Convert the items below, from the line containing "shoe, I would be grateful." through the line containing "389L83 374L76 370L67", inclusive, into a two-column CSV with the headers instruction and outline. Give one row per item, with the item's text under instruction and its answer under outline, each in a single quoted field with line breaks replaced by spaces.

─── Data entries

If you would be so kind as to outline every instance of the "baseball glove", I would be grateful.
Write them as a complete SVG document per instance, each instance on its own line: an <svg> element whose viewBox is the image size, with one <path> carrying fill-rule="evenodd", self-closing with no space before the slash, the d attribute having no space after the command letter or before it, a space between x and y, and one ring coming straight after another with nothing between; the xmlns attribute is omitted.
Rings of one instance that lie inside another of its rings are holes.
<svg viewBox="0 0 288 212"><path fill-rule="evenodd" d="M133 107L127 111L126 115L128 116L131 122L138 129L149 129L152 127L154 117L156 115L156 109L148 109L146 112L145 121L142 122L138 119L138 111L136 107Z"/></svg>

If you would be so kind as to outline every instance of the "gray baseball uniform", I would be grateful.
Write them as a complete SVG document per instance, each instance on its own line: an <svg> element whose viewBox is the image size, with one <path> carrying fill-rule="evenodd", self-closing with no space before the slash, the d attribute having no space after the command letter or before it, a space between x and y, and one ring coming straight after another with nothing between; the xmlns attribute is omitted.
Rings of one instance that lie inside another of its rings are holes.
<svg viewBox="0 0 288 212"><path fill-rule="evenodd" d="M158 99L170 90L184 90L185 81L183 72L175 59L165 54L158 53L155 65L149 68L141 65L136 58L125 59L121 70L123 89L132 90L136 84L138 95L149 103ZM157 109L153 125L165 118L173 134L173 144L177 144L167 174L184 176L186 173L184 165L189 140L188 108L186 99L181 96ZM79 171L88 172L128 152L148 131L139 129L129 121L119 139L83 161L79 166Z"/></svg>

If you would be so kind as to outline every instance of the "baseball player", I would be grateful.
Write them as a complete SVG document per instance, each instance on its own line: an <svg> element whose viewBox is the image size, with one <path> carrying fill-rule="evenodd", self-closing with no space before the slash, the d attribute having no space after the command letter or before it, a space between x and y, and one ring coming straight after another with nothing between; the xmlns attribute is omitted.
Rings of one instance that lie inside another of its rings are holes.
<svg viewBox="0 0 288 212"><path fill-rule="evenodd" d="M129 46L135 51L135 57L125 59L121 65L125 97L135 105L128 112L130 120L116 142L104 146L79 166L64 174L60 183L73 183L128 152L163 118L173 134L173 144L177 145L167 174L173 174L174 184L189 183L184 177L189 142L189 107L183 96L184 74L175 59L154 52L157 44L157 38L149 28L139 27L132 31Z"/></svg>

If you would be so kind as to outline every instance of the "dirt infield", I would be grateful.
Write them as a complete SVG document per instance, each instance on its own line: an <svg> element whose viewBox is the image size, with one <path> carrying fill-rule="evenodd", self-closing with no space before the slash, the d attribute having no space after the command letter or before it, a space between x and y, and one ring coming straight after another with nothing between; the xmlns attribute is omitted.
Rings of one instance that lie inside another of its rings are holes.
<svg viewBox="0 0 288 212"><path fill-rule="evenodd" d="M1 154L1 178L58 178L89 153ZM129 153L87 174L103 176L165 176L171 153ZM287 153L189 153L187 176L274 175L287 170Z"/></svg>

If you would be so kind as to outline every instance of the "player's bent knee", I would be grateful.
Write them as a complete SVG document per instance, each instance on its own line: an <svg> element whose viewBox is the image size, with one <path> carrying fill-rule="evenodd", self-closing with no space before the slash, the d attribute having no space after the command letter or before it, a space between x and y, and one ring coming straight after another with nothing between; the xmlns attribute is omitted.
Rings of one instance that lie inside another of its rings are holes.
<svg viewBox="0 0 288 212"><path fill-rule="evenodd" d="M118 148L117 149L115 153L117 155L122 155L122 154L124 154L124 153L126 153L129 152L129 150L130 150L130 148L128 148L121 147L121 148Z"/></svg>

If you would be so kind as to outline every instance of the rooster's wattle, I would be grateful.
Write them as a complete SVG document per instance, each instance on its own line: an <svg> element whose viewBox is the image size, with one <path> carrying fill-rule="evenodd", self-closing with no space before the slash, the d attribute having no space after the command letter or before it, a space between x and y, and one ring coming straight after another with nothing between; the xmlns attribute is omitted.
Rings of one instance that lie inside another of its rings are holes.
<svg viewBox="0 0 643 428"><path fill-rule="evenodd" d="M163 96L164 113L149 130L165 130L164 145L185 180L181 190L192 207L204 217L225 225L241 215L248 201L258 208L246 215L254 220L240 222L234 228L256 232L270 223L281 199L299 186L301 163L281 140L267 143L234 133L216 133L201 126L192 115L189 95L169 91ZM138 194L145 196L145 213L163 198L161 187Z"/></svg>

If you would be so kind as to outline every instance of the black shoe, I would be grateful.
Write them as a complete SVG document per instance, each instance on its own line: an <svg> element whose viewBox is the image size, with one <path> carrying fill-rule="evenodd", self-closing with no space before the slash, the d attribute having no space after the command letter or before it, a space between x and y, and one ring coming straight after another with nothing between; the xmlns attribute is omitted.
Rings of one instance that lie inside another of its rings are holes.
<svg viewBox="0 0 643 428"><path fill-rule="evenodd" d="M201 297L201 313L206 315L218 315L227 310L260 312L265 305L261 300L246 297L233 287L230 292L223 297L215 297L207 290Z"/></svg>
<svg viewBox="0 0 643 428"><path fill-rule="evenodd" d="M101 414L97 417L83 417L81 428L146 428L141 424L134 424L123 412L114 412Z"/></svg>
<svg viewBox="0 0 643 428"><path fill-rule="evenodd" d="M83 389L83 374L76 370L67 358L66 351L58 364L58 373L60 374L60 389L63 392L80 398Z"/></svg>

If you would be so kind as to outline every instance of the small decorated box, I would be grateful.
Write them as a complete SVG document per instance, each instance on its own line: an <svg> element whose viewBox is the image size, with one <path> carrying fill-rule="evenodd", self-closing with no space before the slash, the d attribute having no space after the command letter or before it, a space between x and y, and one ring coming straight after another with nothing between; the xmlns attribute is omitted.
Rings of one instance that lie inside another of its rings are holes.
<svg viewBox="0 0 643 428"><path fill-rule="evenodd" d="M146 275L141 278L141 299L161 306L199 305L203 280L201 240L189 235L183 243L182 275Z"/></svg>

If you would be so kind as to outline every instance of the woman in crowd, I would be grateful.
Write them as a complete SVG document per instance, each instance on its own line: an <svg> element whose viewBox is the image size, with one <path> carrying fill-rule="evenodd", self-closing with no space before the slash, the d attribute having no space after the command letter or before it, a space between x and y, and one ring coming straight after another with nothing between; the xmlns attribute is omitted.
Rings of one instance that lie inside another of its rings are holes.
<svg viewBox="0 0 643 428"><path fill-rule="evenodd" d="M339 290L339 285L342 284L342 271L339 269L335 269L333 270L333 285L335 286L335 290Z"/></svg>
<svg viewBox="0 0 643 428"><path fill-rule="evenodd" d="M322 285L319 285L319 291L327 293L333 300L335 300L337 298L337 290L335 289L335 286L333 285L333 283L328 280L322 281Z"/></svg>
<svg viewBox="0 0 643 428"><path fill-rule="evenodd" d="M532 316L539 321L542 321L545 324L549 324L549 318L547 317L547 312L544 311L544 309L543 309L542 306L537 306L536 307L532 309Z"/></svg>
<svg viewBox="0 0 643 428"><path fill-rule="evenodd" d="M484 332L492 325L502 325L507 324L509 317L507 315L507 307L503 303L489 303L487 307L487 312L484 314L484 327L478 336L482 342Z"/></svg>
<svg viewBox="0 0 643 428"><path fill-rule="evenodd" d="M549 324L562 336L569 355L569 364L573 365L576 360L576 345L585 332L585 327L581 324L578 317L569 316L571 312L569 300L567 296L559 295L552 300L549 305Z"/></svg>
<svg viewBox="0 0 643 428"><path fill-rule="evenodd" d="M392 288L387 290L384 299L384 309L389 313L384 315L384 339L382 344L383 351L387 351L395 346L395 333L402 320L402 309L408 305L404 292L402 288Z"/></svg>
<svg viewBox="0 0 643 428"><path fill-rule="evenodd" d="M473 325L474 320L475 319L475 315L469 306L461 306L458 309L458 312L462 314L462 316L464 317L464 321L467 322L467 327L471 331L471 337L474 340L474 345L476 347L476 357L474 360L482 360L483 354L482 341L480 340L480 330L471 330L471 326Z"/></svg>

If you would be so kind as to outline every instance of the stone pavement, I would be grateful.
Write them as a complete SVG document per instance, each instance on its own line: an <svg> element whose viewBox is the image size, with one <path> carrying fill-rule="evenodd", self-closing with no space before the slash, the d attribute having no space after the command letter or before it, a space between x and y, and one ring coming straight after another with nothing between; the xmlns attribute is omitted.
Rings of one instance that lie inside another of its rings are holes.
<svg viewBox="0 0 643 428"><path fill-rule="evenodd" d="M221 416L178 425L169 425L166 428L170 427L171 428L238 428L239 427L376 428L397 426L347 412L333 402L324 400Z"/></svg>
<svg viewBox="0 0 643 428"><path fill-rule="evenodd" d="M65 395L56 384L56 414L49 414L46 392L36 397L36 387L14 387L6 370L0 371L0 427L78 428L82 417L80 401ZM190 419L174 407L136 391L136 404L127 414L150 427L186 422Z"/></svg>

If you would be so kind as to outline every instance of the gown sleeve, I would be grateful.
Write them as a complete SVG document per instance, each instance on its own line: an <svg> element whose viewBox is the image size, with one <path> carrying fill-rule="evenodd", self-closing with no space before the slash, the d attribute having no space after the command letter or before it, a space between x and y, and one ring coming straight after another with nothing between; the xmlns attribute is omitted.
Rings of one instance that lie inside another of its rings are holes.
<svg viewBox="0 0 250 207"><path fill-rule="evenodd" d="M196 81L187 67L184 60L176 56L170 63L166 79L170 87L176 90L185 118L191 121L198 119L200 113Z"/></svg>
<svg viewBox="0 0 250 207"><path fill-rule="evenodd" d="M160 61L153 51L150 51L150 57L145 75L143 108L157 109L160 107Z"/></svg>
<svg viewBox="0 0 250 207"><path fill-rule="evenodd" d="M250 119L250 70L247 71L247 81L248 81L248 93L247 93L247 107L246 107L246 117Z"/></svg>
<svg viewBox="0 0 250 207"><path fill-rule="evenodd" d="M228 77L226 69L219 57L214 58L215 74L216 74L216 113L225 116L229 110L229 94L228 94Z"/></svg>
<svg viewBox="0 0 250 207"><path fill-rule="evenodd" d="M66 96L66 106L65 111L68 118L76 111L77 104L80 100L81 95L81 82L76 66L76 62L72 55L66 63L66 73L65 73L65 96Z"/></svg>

──────

Written answer:
instruction,outline
"If you would be so kind as to outline every instance of the black shoe, I would be grateful. Write them as a complete SVG document per instance, each instance on its own line: an <svg> element whose viewBox is the image size, with one <path> carrying fill-rule=""evenodd"", self-closing with no space before the slash, the d attribute having no space after the command letter or before it, a space between x and y, and one ring coming straight after another with nothing between; the xmlns attribute is omitted. Rings of one instance that lie inside another of its rings are holes.","<svg viewBox=""0 0 643 428""><path fill-rule=""evenodd"" d=""M201 297L201 313L206 315L218 315L227 310L260 312L265 305L261 300L246 297L233 287L230 292L223 297L215 297L207 290Z""/></svg> <svg viewBox=""0 0 643 428""><path fill-rule=""evenodd"" d=""M101 414L97 417L83 417L81 428L146 428L141 424L134 424L123 412L114 412Z""/></svg> <svg viewBox=""0 0 643 428""><path fill-rule=""evenodd"" d=""M83 389L83 374L76 370L67 358L66 351L58 364L58 373L60 374L60 389L63 392L80 398Z""/></svg>"